::: Source extract :::
Friday, November 9, 2012

Trailer for Zombie Film World War Z Is Divisive


The first theatrical trailer for World War Z was released last night. The film’s title is taken directly from the popular post-apocalyptic zombie novel World War Z: An Oral History of the Zombie War by Max Brooks. And judging from the trailer, the similarities do not go far past the title.
The film stars Brad Pitt as United Nations worker Gerry Lane. The trailer opens on Lane and his happy little family sitting in traffic. In no time, a huge explosion goes off down the street, followed by a runaway garbage truck narrowly missing the Lane family and plowing through a motorcycle cop and several other vehicles.

Panic ensues. Lane steals an RV and contacts a friend with some level of inside information who arranges to pick up the Lanes on a rooftop via helicopter. The family is taken to a fleet of ships in the middle of the ocean where Gerry Lane's well-honed working for the United Nations skills are called upon by some armed force leader to search the globe for a way to stop the outbreak that has turned 5 billion people into zombies.
:::
- What you are asked to do
Write a continuation of the article on the World War Z trailer, starting right after its final sentence. The items that come next have nothing to do with the World War Z trailer article.
::: Record set :::
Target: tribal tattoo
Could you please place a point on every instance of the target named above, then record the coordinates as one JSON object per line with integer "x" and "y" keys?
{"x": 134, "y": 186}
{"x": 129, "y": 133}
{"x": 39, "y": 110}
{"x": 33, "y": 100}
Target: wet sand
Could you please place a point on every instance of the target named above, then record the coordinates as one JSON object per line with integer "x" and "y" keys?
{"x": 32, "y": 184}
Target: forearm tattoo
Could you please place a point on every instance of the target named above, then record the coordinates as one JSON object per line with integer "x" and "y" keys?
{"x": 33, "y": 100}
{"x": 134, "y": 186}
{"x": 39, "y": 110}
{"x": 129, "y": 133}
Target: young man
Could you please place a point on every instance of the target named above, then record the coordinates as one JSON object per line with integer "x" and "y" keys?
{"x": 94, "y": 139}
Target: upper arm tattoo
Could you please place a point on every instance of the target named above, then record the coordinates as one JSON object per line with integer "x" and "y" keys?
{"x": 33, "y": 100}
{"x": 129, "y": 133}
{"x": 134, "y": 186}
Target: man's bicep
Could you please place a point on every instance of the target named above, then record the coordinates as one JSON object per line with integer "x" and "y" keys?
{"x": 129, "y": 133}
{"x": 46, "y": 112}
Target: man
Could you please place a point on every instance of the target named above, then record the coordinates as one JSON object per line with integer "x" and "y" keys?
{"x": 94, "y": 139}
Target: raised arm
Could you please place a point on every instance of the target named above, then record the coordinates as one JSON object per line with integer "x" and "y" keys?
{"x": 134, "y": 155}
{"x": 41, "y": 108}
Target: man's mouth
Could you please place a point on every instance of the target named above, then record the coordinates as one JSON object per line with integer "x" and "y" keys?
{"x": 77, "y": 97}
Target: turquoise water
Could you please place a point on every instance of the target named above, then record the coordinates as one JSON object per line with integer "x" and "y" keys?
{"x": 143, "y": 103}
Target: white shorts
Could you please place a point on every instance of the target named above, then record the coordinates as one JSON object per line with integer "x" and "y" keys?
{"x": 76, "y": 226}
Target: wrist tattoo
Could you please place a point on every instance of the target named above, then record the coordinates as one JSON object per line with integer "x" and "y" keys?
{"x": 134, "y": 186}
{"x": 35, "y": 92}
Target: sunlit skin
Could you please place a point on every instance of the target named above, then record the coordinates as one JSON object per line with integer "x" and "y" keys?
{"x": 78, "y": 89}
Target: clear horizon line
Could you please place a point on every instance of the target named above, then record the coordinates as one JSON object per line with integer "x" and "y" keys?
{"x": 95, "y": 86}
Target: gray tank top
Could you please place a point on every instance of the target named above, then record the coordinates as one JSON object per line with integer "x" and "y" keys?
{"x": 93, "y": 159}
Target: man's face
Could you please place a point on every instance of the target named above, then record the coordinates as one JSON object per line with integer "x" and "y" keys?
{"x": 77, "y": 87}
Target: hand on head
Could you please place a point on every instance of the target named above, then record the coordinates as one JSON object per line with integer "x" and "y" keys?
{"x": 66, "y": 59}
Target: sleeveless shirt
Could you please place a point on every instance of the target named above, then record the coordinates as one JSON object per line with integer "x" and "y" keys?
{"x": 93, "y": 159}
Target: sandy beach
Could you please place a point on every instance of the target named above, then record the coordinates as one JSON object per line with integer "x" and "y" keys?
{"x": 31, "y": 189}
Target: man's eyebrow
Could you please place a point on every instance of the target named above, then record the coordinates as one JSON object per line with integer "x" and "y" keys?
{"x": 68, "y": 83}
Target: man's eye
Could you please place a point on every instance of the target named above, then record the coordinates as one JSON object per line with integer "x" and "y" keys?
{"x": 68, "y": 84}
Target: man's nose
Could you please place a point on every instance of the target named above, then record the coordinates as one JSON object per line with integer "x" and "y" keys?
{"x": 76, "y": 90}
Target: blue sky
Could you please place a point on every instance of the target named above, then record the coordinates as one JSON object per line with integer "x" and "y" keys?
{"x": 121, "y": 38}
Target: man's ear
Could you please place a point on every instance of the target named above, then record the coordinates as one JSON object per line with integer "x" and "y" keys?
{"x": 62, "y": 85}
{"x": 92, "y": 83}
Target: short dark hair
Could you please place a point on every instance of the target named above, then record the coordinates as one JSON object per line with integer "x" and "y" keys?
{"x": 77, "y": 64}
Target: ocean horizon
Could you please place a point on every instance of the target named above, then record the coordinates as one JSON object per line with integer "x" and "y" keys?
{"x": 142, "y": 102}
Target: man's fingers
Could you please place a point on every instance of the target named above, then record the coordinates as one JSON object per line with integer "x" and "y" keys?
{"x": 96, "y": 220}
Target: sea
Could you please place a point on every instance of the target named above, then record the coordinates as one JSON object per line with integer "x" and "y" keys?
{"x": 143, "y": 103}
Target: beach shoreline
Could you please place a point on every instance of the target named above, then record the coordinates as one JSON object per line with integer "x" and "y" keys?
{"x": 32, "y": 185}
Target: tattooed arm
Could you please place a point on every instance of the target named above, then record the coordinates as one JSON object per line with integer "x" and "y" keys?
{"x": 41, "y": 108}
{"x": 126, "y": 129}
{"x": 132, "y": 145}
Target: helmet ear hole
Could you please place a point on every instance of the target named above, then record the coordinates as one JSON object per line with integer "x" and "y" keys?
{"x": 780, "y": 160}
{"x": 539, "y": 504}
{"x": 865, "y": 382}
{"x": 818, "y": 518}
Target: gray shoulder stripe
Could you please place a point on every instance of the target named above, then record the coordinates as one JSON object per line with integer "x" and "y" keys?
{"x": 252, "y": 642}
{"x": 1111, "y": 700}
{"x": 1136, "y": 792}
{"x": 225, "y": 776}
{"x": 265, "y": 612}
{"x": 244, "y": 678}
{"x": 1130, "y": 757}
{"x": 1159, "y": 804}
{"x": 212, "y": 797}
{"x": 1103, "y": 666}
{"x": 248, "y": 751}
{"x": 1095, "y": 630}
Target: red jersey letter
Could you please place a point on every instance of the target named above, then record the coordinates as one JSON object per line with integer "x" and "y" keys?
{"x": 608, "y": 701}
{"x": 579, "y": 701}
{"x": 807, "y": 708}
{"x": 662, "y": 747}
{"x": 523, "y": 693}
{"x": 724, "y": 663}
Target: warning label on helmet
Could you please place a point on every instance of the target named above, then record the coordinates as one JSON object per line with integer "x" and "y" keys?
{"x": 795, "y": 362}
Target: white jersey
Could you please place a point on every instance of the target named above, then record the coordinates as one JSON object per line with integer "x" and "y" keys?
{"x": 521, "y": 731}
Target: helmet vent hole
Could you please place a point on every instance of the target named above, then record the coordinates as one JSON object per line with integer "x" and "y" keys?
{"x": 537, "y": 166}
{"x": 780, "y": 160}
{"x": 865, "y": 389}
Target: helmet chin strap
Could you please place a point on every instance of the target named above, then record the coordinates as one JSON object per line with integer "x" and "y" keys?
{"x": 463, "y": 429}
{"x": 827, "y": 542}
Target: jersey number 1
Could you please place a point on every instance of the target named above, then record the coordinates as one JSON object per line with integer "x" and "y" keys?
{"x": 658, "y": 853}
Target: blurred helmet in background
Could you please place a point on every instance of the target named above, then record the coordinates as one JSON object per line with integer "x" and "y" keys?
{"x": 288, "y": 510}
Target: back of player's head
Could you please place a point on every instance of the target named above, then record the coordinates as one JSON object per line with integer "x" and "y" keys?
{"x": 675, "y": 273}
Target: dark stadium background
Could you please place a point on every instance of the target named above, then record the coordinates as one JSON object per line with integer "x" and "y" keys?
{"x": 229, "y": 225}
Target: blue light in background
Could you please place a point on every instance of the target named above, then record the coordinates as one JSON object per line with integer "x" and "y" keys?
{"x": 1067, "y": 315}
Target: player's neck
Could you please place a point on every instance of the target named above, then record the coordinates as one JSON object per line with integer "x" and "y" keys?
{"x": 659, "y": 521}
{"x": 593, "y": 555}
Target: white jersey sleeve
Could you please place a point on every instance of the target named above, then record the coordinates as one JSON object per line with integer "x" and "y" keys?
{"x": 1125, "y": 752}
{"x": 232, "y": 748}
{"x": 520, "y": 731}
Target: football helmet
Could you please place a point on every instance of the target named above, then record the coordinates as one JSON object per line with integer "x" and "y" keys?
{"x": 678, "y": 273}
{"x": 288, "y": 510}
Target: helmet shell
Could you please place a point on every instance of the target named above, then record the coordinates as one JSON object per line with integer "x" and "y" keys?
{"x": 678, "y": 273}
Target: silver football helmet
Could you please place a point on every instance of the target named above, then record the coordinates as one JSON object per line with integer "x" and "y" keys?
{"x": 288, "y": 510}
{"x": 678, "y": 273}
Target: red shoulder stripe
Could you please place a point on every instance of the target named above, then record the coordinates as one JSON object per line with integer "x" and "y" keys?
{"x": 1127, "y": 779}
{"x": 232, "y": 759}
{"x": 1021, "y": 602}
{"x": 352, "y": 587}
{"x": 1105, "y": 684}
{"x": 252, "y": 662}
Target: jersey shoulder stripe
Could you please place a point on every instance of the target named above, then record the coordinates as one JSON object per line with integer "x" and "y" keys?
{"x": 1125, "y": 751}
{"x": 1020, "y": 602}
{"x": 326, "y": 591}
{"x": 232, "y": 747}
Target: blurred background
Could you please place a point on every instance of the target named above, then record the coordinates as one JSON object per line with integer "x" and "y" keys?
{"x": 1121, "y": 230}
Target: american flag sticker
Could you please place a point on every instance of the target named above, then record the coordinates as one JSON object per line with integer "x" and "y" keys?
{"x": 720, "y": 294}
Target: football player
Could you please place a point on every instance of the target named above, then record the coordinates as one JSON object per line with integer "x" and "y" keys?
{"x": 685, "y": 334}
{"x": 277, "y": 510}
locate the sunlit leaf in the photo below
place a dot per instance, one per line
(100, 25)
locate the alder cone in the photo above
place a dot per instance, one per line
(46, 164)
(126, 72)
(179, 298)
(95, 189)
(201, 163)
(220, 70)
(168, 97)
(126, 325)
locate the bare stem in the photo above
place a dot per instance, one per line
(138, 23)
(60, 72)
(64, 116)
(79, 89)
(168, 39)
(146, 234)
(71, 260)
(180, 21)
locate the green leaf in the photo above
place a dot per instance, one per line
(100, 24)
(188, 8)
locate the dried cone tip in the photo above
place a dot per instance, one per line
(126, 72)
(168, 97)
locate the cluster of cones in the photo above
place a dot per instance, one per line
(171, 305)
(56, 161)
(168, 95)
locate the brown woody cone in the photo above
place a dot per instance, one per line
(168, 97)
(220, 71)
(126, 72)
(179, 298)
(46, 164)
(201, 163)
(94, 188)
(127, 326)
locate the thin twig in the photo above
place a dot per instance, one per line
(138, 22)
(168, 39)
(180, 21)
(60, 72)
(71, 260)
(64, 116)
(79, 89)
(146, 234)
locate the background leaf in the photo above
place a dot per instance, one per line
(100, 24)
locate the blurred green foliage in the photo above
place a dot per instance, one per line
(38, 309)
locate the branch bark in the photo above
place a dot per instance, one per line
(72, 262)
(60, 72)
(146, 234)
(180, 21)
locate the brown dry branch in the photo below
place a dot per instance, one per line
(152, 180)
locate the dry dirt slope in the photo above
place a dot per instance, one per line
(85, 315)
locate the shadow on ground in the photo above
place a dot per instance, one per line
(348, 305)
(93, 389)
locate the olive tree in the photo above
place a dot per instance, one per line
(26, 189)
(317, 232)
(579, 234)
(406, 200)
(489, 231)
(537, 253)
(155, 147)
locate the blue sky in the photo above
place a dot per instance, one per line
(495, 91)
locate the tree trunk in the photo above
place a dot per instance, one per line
:::
- Response for this exercise
A large number of people who watch the trailer are going to find it exciting, and they are not wrong. The preview for “World War Z” is full of pyrotechnics, immeasurable hordes of fast running zombies, and heavy artillery. But there is also a group of people who have already labeled the film a failure.

The popular novel “World War Z” seems very unlike this film adaptation. Max Brooks's zombies are slow and shambling as opposed to the relentless fast zombies of the film. Brooks's story is told through a number of first-person accounts in a documentary style; the movie has the feel of an alien-invasion or disaster film. Also, the zombies in the novel are unable to work together because their cognitive functions are impaired; however, the zombies in the adaptation are shown building a pyramid out of their own bodies in an attempt to get over a large defensive wall. (To be fair, one might say that they were simply piling on each other and it happened to benefit them, but that's still very unlike the zombies in the book).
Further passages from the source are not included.